## WORK ORDER
Working through the entries below, find how many lines include the string "soldier"; give only that number.

[PROVIDED INFORMATION]

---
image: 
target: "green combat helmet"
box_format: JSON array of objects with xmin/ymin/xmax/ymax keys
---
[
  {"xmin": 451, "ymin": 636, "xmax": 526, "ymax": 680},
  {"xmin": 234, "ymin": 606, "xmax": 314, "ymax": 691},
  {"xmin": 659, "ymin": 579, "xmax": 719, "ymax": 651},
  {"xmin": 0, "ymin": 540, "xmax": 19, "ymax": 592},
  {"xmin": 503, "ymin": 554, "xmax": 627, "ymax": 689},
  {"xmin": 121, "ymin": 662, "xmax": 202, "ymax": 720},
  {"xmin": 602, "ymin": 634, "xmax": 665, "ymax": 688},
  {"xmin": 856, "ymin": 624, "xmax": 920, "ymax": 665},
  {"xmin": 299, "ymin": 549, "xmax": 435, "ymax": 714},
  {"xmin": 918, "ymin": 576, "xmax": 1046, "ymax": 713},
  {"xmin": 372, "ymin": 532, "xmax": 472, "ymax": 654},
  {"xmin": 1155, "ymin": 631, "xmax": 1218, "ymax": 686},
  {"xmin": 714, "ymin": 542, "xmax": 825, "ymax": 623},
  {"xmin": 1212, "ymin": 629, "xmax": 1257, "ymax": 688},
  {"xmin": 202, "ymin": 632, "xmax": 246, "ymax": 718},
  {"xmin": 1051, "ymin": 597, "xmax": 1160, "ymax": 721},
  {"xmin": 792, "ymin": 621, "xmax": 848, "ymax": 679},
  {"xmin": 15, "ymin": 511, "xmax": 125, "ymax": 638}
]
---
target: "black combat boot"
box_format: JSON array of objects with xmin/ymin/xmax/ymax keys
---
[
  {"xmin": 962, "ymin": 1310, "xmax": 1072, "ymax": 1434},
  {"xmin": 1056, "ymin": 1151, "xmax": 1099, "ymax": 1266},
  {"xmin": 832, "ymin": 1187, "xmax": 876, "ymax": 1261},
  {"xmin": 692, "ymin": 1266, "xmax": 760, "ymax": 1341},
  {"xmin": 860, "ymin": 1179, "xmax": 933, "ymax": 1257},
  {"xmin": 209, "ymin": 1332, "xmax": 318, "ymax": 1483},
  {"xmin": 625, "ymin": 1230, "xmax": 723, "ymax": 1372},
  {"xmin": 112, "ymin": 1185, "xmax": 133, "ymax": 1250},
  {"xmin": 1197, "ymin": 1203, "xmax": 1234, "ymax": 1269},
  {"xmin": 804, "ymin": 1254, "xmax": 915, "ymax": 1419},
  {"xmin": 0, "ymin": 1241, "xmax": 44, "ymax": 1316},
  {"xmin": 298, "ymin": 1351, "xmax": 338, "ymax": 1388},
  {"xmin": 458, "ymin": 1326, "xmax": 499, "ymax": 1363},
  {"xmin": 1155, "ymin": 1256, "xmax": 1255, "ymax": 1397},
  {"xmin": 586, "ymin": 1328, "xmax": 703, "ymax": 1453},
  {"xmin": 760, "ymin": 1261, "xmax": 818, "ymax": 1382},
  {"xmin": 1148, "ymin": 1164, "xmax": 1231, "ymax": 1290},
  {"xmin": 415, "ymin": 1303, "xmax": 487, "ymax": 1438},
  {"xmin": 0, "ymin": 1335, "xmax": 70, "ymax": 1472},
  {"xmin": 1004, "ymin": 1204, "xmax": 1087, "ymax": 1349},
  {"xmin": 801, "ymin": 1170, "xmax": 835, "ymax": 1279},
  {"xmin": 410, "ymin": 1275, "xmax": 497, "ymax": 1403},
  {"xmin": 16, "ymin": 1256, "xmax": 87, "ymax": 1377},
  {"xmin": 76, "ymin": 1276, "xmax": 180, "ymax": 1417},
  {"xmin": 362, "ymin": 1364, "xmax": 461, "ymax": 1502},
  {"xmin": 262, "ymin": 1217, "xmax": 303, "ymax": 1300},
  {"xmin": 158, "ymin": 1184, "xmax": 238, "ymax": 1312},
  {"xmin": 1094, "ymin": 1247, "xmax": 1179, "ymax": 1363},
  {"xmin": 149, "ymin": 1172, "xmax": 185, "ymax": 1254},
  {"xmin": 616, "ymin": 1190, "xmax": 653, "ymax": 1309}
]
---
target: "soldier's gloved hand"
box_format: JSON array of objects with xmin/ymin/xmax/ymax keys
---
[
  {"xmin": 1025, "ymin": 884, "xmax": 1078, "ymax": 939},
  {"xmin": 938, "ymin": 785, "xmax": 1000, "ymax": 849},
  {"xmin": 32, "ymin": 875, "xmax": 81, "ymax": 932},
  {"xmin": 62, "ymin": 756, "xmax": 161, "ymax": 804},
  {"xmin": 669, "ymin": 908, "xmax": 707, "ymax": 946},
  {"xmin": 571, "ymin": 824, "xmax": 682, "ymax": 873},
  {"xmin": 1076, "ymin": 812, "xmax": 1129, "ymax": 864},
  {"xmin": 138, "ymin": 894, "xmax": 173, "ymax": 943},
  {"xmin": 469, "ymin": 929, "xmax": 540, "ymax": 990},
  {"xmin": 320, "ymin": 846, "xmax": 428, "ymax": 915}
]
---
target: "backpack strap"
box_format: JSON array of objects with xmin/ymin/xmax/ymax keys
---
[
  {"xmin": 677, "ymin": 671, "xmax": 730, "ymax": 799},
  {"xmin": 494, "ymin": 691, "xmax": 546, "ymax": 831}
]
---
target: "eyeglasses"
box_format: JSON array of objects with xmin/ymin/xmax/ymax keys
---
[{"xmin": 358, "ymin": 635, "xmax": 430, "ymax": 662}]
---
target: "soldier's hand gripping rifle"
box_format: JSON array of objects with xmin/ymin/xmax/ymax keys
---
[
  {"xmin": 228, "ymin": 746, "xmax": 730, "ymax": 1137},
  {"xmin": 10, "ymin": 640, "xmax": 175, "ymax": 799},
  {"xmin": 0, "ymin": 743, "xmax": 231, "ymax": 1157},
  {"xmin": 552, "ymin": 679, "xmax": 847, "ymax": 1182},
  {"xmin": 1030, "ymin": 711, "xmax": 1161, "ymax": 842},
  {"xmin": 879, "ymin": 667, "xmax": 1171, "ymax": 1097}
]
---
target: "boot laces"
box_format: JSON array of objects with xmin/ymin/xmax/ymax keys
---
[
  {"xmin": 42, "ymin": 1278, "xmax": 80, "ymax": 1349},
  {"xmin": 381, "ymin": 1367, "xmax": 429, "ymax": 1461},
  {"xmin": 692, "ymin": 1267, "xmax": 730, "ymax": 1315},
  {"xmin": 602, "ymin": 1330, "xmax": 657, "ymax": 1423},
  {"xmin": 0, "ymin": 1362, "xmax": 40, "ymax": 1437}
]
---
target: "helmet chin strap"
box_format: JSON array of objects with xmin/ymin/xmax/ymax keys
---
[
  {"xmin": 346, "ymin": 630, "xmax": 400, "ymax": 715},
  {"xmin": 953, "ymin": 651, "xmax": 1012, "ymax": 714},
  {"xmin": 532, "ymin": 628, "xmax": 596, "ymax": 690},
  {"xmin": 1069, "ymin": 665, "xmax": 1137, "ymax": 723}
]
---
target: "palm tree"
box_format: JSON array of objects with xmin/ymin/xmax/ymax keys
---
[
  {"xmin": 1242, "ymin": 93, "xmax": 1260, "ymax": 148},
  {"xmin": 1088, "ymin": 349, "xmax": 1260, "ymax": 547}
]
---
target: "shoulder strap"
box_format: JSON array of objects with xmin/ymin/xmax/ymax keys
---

[/PROVIDED INFORMATION]

## RESULT
2